### Consigne 1
Dans le texte sur la fibromyalgie, résumez sous forme de liste le paragraphe qui commence par « Ce même scepticisme existe chez des médecins » en conservant ses faits principaux.
### Consigne 2
Reprenez le texte sur la fibromyalgie à la suite de sa dernière ligne et poursuivez-le.

La perte de vie sociale est classique chez les fibromyalgiques. Parce qu’ils s’auto-excluent de nombre d’activités, sources de douleurs, et parce que l’entourage, parfois incrédule, s’épuise et s’éloigne. «Si on dit qu’on a la migraine ou mal aux dents, les gens comprennent. Mais des douleurs constantes, diffuses, qui ne laissent quasiment jamais aucun répit, ce n’est pas possible à imaginer, constate Carole Robert, présidente de l’association Fibromyalgie France. On a pensé pendant treize ans que j’avais une sclérose en plaques : pendant treize ans, j’ai éveillé la compassion. Quand on m’a posé le diagnostic de fibromyalgie, j’ai éveillé la suspicion. Les gens me disaient : “Tu es sûre que tu es bien malade ?”»

Ce même scepticisme existe chez des médecins, qui considèrent que la fibromyalgie est dans la tête. «Nous avons une formation tournée vers la rationalité. Or là, nous n’avons ni cause ni traitement, ça met le médecin devant son incapacité», souligne le rhumatologue Jean-Luc Renevier, très au fait du syndrome. Car la fibromyalgie reste en grande partie un mystère. Il existe «plein d’hypothèses» sur son origine, mais «aucune n’a fait preuve de sa réalité», constate le rhumatologue. Le plus déroutant étant qu’il n’existe aucune lésion ou inflammation permettant d’expliquer ces douleurs persistantes. Sur les radios, tout est normal. Ce qu’on sait, c’est que le cerveau des fibromyalgiques ne filtre pas suffisamment la douleur. La fibromyalgie est reconnue par l’Organisation mondiale de la santé depuis 1992, l’Académie nationale de médecine affirme qu’il s’agit d’un mal à prendre au sérieux et la HAS a publié un rapport d’orientation en 2010 qui a permis de la crédibiliser aux yeux d’un certain nombre de médecins.

L’infimière «m’a envoyée en hôpital psychiatrique en urgence»

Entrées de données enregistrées
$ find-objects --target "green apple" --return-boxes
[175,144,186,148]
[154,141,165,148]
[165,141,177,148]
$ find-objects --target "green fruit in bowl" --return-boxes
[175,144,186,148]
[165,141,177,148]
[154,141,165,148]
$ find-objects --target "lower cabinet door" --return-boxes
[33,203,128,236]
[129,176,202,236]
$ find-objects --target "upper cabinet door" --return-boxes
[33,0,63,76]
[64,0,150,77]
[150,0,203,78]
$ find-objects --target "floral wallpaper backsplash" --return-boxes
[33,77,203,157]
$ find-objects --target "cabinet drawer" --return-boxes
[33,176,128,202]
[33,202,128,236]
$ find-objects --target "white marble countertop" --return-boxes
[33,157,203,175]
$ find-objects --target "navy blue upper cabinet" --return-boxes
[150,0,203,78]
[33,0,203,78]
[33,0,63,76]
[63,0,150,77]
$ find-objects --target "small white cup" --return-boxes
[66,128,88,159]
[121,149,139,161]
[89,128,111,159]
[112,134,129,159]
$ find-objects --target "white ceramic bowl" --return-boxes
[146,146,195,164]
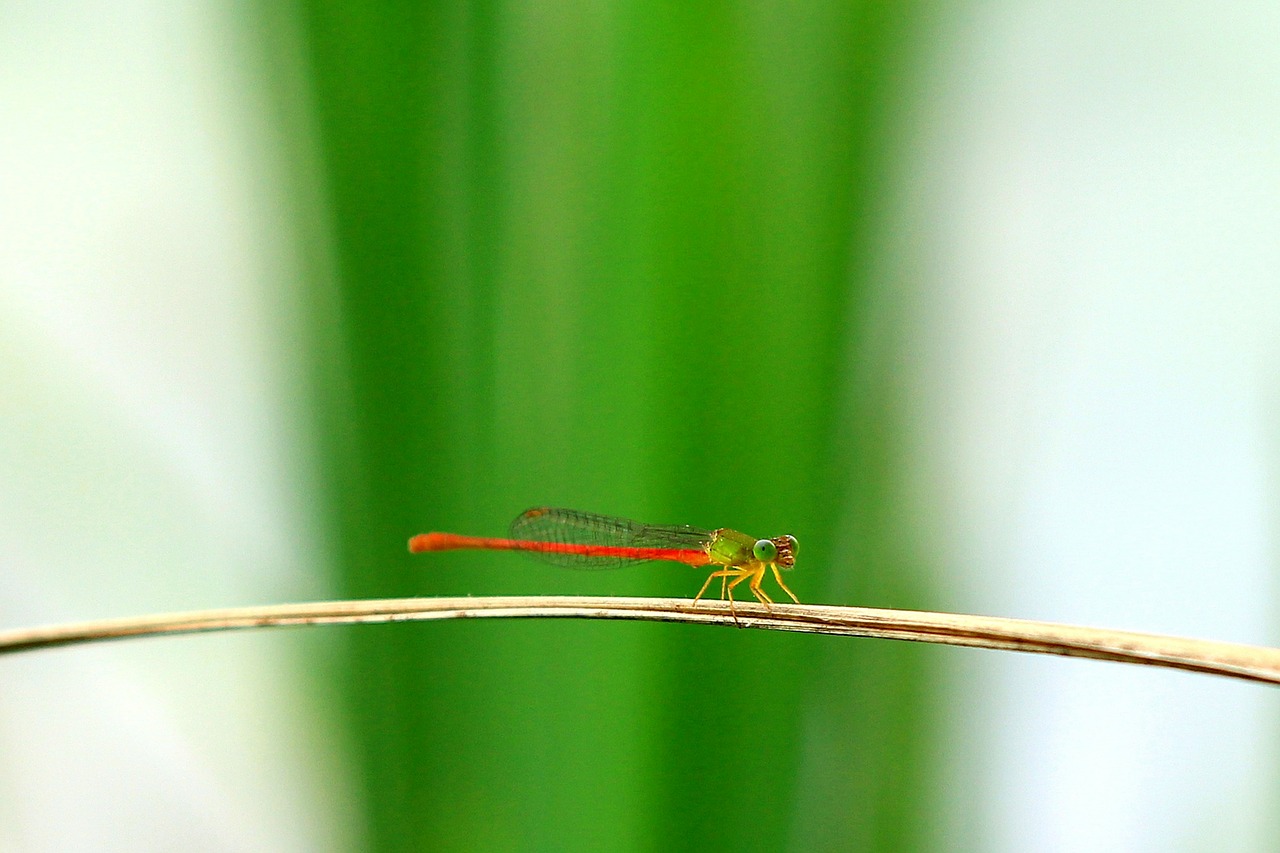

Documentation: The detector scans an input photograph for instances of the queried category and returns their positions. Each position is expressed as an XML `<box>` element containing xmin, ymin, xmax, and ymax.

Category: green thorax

### Réponse finale 1
- Des médecins partagent ce scepticisme et estiment que la fibromyalgie est « dans la tête ».
- D'après le rhumatologue Jean-Luc Renevier, le médecin est formé à la rationalité. Sans cause ni traitement, il se retrouve devant son incapacité.
- L'origine du syndrome reste en grande partie un mystère : les hypothèses sont nombreuses, mais aucune n'est prouvée.
- Aucune lésion ni inflammation n'explique les douleurs persistantes, et les radios sont normales.
- On sait seulement que le cerveau des fibromyalgiques ne filtre pas suffisamment la douleur.
- L'OMS reconnaît la fibromyalgie depuis 1992.
- L'Académie nationale de médecine la considère comme un mal à prendre au sérieux.
- Le rapport d'orientation publié par la HAS en 2010 l'a rendue plus crédible auprès d'un certain nombre de médecins.

### Réponse finale 2
Reste qu’outre le manque de connaissances, «il y a une réticence à prendre en charge [les malades] parce que c’est très chronophage», déplore le DRenevier. La réponse se fait ainsi souvent à coup de (nombreux) médicaments. Antalgiques, donc, mais aussi antidépresseurs. «On nous donne des médicaments, mais on ne nous écoute pas, dénonce Blandine Bouedo. A cause de tous ces traitements, j’avais le foie très abîmé, les médecins ont même parlé de m’en enlever un bout.» Les traitements destinés aux fibromyalgiques ne disposent pas d’autorisation de mise sur le marché en France (contrairement aux Etats-Unis, par exemple) et sont souvent prescrits pour dépression, ce qui n’aide pas les malades à accepter leur situation et à se sentir reconnus.

Les fibromyalgiques sont souvent réduits à leur syndrome : s’ils ont mal, s’ils ont un problème, ça ne peut être qu’à cause de la fibromyalgie. «Aux urgences, à partir du moment où on dit qu’on est “fibro”, ils ne s’occupent plus de nous, ils nous font une injection de morphine et nous laissent dans un coin», regrette Blandine Bouedo. Un comportement fréquent, qui peut se révéler dramatique. Carole Robert a ainsi dû se rendre aux urgences pour un trouble cardiaque et, «en 1 h 30, l’infirmière m’a convaincue que c’était psychique et m’a envoyée en hôpital psychiatrique en urgence. Tout le monde était d’accord pour dire que c’était ma tête». Ce trouble cardiaque prétendument imaginaire était en fait une fibrillation auriculaire. Quelques mois plus tard, Carole Robert faisait un AVC.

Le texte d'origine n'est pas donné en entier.